In the forum post below about setting proxies for a Python crawler, translate this sentence into Spanish: "I have found a list of API links that provide free proxies with 4 types of protocols."

● Source extract:
• • • •

Reputation: 3895

Setting proxies when crawling websites with Python

I want to set proxies to my crawler. I'm using requests module and Beautiful Soup. I have found a list of API links that provide free proxies with 4 types of protocols.

All proxies with 3/4 protocols work (HTTP, SOCKS4, SOCKS5) except one, and thats proxies with HTTPS protocol. This is my code:

from bs4 import BeautifulSoup
import requests
import random
import json

# LIST OF FREE PROXY APIS, THESE PROXIES ARE LAST TIME TESTED 50 MINUTES AGO, PROTOCOLS: HTTP, HTTPS, SOCKS4 AND SOCKS5
list_of_proxy_content = ["https://proxylist.geonode.com/api/proxy-list?limit=150&page=1&sort_by=lastChecked&sort_type=desc&filterLastChecked=50&country=CH&protocols=http%2Chttps%2Csocks4%2Csocks5",
                        "https://proxylist.geonode.com/api/proxy-list?limit=150&page=1&sort_by=lastChecked&sort_type=desc&filterLastChecked=50&country=FR&protocols=http%2Chttps%2Csocks4%2Csocks5",
                        "https://proxylist.geonode.com/api/proxy-list?limit=150&page=1&sort_by=lastChecked&sort_type=desc&filterLastChecked=50&country=DE&protocols=http%2Chttps%2Csocks4%2Csocks5",
                        "https://proxylist.geonode.com/api/proxy-list?limit=1500&page=1&sort_by=lastChecked&sort_type=desc&filterLastChecked=50&country=AT&protocols=http%2Chttps%2Csocks4%2Csocks5",
                        "https://proxylist.geonode.com/api/proxy-list?limit=150&page=1&sort_by=lastChecked&sort_type=desc&filterLastChecked=50&country=IT&protocols=http%2Chttps%2Csocks4%2Csocks5"]


# EXTRACTING JSON DATA FROM THIS LIST OF PROXIES
full_proxy_list = []
for proxy_url in list_of_proxy_content:
    
    proxy_json = requests.get(proxy_url).text
    proxy_json = json.loads(proxy_json)
    proxy_json = proxy_json["data"]

    full_proxy_list.extend(proxy_json)

# CREATING PROXY DICT
final_proxy_list = []
for proxy in full_proxy_list:

    #print(proxy) # JSON VALUE FOR ALL DATA THAT GOES INTO PROXY

    protocol = proxy['protocols'][0]
    ip_ = proxy['ip']
    port = proxy['port']
        
    proxy = {protocol : protocol + '://' + ip_ + ':' + port}

    final_proxy_list.append(proxy)


# TRYING PROXY ON 3 DIFERENT WEBSITES
for proxy in final_proxy_list:

    print(proxy)
    try:
        r0 = requests.get("https://edition.cnn.com/", proxies=proxy, timeout = 15)
        if r0.status_code == 200:
            print("GOOD PROXY")
        else:
            print("BAD PROXY")
    except:
        print("proxy error")
        
    try:        
        r1 = requests.get("https://www.buelach.ch/", proxies=proxy, timeout = 15)

• • • •

● Extracted information:
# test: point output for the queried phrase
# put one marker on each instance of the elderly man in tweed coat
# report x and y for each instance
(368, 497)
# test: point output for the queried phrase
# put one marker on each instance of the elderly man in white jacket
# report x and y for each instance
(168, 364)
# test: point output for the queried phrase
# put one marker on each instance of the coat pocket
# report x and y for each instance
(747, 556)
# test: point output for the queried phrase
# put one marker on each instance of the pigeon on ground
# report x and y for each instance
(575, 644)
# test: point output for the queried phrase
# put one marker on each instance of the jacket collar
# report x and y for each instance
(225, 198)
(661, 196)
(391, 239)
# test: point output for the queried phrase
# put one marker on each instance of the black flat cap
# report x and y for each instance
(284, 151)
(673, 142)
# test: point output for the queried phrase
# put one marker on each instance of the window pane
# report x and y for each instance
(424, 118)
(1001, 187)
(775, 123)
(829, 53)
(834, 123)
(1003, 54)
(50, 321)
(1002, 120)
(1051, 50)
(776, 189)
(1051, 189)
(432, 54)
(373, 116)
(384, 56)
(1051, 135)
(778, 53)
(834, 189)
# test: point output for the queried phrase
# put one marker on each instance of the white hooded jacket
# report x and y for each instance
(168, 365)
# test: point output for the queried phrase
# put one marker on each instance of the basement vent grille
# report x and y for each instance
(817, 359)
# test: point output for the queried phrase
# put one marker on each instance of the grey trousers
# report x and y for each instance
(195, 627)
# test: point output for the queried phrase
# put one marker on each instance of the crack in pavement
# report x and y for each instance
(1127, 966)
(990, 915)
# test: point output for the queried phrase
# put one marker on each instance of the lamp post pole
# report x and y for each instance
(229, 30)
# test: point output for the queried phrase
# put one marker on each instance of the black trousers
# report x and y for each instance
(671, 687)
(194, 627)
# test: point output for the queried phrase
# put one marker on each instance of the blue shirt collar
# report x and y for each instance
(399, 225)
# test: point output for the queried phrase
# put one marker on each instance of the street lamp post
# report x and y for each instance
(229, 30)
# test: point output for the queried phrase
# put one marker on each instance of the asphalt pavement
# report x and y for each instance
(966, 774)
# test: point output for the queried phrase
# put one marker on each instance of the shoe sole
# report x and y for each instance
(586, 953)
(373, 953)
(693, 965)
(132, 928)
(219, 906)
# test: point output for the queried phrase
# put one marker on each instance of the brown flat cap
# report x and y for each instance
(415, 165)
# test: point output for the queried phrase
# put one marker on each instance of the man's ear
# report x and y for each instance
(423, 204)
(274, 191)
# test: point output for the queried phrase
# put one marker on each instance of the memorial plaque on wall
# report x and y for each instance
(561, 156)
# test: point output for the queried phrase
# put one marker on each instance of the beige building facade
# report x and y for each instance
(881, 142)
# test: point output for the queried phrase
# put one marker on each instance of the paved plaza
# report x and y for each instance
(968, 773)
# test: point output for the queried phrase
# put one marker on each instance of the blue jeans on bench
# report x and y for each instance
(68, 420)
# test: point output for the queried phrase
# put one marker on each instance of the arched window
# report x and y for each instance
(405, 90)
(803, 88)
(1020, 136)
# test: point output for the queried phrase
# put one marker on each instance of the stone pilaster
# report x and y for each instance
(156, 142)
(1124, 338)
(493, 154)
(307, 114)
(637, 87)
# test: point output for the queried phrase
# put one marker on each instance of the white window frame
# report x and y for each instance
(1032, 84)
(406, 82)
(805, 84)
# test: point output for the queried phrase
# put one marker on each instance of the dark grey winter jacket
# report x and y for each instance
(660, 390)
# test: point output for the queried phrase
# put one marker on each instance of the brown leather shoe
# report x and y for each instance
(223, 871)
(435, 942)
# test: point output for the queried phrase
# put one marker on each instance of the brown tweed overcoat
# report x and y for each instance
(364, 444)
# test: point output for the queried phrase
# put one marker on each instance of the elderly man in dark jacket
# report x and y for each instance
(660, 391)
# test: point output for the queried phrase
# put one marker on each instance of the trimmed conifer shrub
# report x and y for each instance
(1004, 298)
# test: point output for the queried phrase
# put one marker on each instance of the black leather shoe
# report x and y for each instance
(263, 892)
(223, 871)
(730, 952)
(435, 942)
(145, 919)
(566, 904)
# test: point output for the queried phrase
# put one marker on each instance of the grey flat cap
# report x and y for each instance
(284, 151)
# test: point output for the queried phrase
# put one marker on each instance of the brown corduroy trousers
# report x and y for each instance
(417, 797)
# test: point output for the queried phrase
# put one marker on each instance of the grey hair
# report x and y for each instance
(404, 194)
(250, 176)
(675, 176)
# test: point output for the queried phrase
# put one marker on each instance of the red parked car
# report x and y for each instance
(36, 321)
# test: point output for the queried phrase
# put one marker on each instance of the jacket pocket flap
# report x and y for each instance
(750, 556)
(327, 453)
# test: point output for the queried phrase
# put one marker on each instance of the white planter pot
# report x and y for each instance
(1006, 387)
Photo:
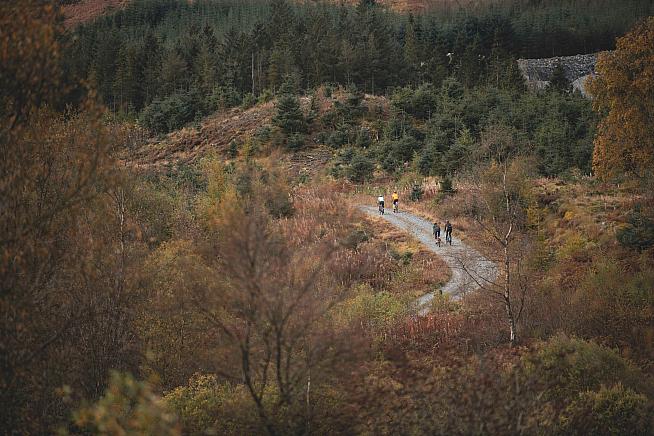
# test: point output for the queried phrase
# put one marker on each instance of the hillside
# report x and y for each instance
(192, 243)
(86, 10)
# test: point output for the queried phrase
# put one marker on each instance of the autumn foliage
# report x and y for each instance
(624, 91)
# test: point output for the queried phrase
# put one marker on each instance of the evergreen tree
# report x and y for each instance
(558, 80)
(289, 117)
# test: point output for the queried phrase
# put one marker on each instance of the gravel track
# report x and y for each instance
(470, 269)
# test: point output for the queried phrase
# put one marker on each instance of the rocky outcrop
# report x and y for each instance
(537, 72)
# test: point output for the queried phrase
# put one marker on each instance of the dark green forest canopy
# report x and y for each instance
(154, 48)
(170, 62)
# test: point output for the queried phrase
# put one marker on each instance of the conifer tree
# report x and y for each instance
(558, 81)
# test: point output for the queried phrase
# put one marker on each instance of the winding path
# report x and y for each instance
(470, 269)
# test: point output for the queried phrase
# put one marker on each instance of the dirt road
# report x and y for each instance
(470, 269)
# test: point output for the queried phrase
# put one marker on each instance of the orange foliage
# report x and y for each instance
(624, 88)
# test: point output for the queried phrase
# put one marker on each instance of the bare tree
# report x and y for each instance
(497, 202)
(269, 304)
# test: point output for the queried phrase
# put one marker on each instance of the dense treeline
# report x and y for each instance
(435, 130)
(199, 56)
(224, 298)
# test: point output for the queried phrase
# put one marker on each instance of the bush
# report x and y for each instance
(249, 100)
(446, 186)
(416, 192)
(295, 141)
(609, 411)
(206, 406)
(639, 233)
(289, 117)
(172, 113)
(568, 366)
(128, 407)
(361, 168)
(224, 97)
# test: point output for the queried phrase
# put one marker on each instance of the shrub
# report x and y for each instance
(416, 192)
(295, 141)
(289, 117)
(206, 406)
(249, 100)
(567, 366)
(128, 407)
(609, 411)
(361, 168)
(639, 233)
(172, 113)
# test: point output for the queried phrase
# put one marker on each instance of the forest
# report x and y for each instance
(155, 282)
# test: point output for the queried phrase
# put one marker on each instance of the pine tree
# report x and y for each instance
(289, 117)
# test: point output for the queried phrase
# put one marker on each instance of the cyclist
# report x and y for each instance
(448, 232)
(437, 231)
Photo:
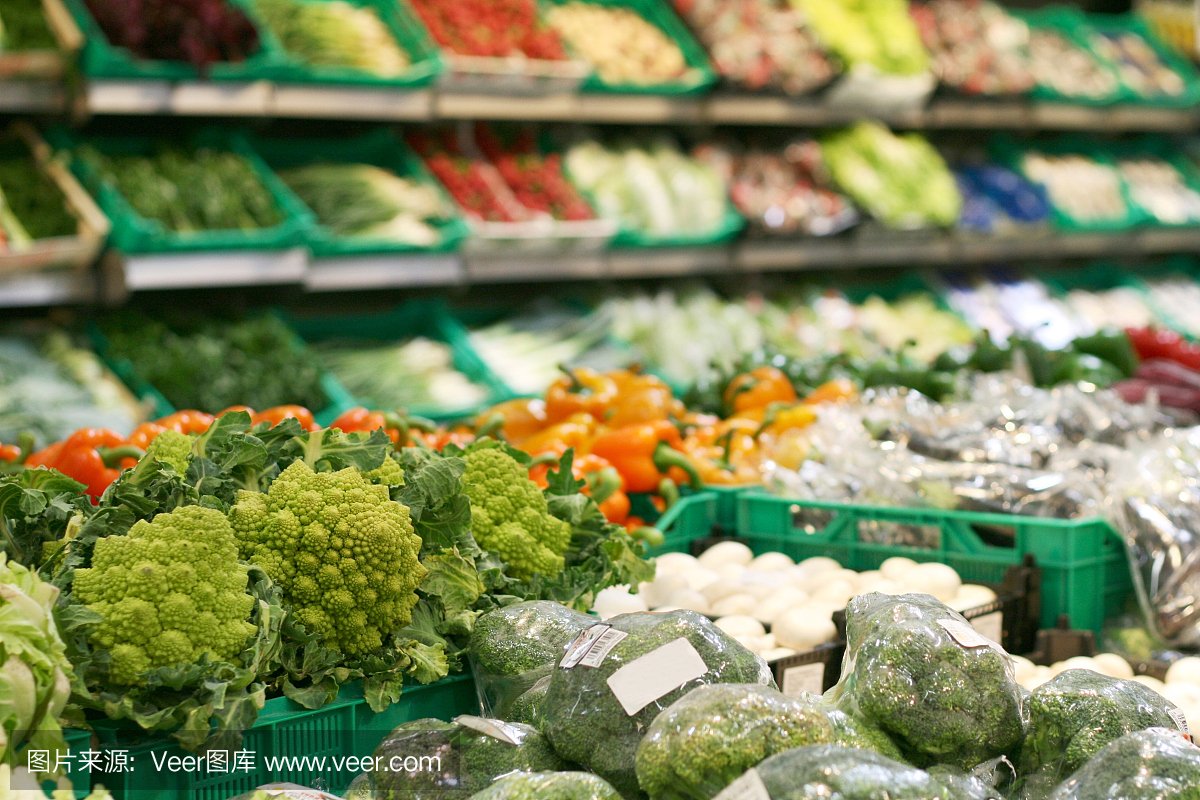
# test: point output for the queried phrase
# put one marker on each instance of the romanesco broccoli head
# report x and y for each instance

• • • •

● Complete response:
He encontrado una lista de enlaces de API que ofrecen proxies gratuitos con 4 tipos de protocolos.